Document>
........

Jews and Racism in America

sid.schwarz Articles, Sermons and Speeches Abraham Joshua Heschel, Beloved Community, Black History Month, racism, white privilege

Note: These are excerpts of remarks at a Shabbat morning service at Adat Shalom Reconstructionist Congregation (Bethesda, MD) which featured many elements marking Black History Month.  

Two weeks ago, I was at a conference in New York City sponsored by T’ruah: The Rabbinic Call for Human Rights. It was called “No Time for Neutrality” and it was planned in response to the wholesale assault on civil liberties and democratic values coming from the Trump Administration, specifically the attempt to curtail immigration from certain Muslim majority countries.

This article appeared in the New York Jewish Week on March 10, 2017.

On the Monday night of the conference, some 200 rabbis, accompanied by about 100 others, marched down Broadway from 88th Street to Columbus Circle, stopping in front of the Trump International Hotel and Tower. In a planned act of civil disobedience, 19 rabbis sat in the middle of the street until they were finally arrested for blocking traffic (not even a misdemeanor but enough to garner major news coverage!).

This act of protest reminded me of an arrest of rabbis in June 1964 when 17 rabbis were arrested in St. Augustine, FL for their actions in support of Dr. Martin Luther King’s civil rights agenda. Part of the letter that these rabbis wrote from jail included the following passage: “We came because we could not stand silently by our brother’s blood. We had done that too many times before. We have been vocal in our exhortation of others but the idleness of our hands too often revealed an inner silence; silence at a time when silence has become the unpardonable sin of our time.”

How fitting for our own times! Many know the deep involvement of the Jewish community in the Civil Rights Movement: Jews played major leadership roles in the NAACP and in organizing the historic 1963 March on Washington; between a third to a half of all Freedom Riders who went South in the summer of 1964 were Jewish; much of the civil rights legislation drafted under Presidents Kennedy and Johnson was drafted in the conference room of the Reform Movement’s Religious Action Center in Washington.

But too many Jews point to a picture of Abraham Joshua Heschel marching with Martin Luther King, Jr. in Selma and feel as if our work for equal rights for Black America has been “covered”. Heschel would be outraged if he saw how many Jews used his acts of moral courage as an “out” for their own current inaction. Each generation is challenged to respond to the moral crises of its time. For our generation, it is abundantly clear that, even as the Civil Rights Movement eliminated most forms of racial discrimination in law, the de facto situation is quite different.

........

Given data>
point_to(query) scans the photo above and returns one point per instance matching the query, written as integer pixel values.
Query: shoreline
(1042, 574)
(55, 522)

........

Set tasks>
(1) Reproduce word for word the stretch of the piece on Jews and racism in America from "But too many" through "is quite different.".
(2) In the piece on Jews and racism in America, what reason does the quoted jail letter give for the rabbis arrested in St. Augustine in June 1964 having come there?

Per-task outputs>
(1)
But too many Jews point to a picture of Abraham Joshua Heschel marching with Martin Luther King, Jr. in Selma and feel as if our work for equal rights for Black America has been “covered”. Heschel would be outraged if he saw how many Jews used his acts of moral courage as an “out” for their own current inaction. Each generation is challenged to respond to the moral crises of its time. For our generation, it is abundantly clear that, even as the Civil Rights Movement eliminated most forms of racial discrimination in law, the de facto situation is quite different.

(2) They came because they could not stand silently by their brother's blood, which they had done too many times before. They wrote that although they had been vocal in exhorting others, the idleness of their hands had too often revealed an inner silence, at a time when silence had become the unpardonable sin of their time.